BEGIN

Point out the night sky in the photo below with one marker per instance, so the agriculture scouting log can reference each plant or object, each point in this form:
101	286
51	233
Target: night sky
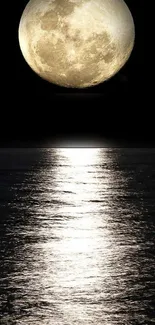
117	110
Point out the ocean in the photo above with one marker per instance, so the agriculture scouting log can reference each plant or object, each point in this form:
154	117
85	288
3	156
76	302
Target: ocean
77	236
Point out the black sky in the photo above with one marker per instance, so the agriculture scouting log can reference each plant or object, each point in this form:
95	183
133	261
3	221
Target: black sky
115	110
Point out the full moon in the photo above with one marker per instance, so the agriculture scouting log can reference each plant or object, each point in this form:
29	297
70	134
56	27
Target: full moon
76	43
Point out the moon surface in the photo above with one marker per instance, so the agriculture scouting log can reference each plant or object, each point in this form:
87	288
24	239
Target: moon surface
76	43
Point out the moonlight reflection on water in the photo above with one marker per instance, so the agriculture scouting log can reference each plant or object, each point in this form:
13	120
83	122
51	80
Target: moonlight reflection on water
75	241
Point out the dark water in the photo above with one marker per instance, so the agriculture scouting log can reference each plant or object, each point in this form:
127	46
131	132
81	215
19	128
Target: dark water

END

§ YOUR ASSIGNMENT: From the first line to the last, reproduce the listing above exactly, leaving the pictures out.

§ PROBLEM SOLUTION:
Point out the night sky in the photo below with one marker per instance, so the agriculture scouting log can reference each plant or object, each point in this form:
101	286
51	233
Target: night sky
117	110
Point out the ocean in the photo above with one marker per instance, so the agriculture scouting log can reference each plant or object, each point in this form:
154	117
85	288
3	156
76	302
Target: ocean
77	236
Point out the black sky in the photo above with one marker per instance, so the agriculture scouting log can reference each plant or object, each point in this form:
95	183
133	261
3	221
Target: black sky
115	110
Point out the full moon in the photo above with one marker per instance, so the agriculture scouting log can reference each plant or object, each point in this form:
29	297
70	134
56	27
Target: full moon
76	43
Point out the moon surface in the photo above with one marker per instance, so the agriculture scouting log can reference each plant or object, each point in this form:
87	288
24	239
Target: moon surface
76	43
Point out the moonlight reflection on water in the photo above with one marker per instance, so the agriculture scouting log can reference each plant or object, each point in this form:
13	120
83	122
51	80
Target: moonlight reflection on water
75	241
Point out the dark water in the photo above with one marker per instance, so the agriculture scouting log can reference each plant or object, each point in this form:
127	46
131	132
81	215
19	128
Target: dark water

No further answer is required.